As ever, I’m fascinated by the discipline of musicians. A painter or writer need hardly even be conscious in order to work at her art, and indeed for many visual artists I’ve known, sketching and painting are almost a tic, involuntary, or a nervous habit that can’t be dropped. Musicians must practice. Moreover, they can spend hours — perhaps days — maybe even years — breaking apart a musical phrase, analyzing its components, and putting it back together again. Indeed, that process is what a master class encapsulates. I knew that Marilyn Horne’s master class would be instructive. Yet — even though I knew she’s a pistol — I wasn’t entirely prepared for how entertaining the evening would be. More than once, she had me in stitches.

As a service to myself, first and foremost, and maybe even to you, I took note of some of the smart things Marilyn Horne said on Wednesday evening. More than a few of her remarks contained wisdom applicable to almost any endeavor, so take heed. (All comments are those of Ms. Horne, except as noted.)

★ ★ ★ ★

» **PROBLEMS AND TASKS**
1) In the master class text, which spans of time are given for how long musicians can spend breaking apart a musical phrase? List them all.
2) Proceed with the text about Marilyn Horne's master class, picking up after its last sentence.
These records have no connection to the text about Marilyn Horne's master class.

(Records from a data collection)
★ ★ ★ ★

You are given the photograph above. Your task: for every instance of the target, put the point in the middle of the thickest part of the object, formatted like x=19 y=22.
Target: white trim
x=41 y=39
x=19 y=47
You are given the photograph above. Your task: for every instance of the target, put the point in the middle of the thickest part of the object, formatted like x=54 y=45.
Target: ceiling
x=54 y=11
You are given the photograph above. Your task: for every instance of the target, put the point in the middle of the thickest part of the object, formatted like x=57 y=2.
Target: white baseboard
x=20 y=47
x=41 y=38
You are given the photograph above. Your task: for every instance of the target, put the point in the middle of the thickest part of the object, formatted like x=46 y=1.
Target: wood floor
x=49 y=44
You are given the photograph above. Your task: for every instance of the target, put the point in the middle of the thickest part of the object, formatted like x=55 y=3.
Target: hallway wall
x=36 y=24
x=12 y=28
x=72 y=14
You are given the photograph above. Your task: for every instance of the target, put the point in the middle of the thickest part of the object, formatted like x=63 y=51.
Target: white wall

★ ★ ★ ★

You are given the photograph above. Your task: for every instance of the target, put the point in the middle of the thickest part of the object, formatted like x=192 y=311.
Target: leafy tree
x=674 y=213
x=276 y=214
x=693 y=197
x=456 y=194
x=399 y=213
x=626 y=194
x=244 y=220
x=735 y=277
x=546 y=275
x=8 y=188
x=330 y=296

★ ★ ★ ★

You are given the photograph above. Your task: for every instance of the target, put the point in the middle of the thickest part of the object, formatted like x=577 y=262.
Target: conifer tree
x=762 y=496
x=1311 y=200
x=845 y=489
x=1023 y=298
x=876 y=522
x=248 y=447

★ ★ ★ ★

» **IN RESPONSE**
1) hours, days, years

2)
Long time, no see!
This is Legato City — but remember, we want all those consonants.
Why did you crescendo there? [Without waiting for an answer.] Because you didn’t want to support!
[At her suggestion, the singer and accompanist attempted to resume in the middle of a line. They failed.] It always happens! You try to shorten it, and you have to start from the beginning anyway.
If you’re gonna take a breath, you better take it fast. I don’t recommend doing without it.
I know you want to be glamorous.
Don’t be afraid.
I don’t think that’s a new [vocal] color.
What do mothers think about their children — mostly? They adore them. [Then, gleefully.] And then they get grandchildren!
Do you have to breathe there? Don’t!
Chickennnnn. [After a singer failed to attack a phrase.]
The only reason I moved your hands is I don’t want you standing there like studentesca.
Tie it up in a bow and serve it on a platter! One of the things we’ve got to learn as young singers — and even old singers — is you’ve got to end it.
You know the word Schwung? You need much more of it. The French call it élan. What do the Americans call it? I think we just call it Schwung.
[After a singer confessed she’d “listened to too many recordings” while preparing her song.] That might have been somebody who couldn’t hold the note!
[Moments later, Horne correctly identified the recording artist that the young singer had listened to.]
[In response to the lyric “If you only knew”] Do you know?
If somebody hears you breathe, it’s okay. That makes it more dramatic.
This is the glory of your voice! Now you’ve got to let ’er out. Not everybody has that.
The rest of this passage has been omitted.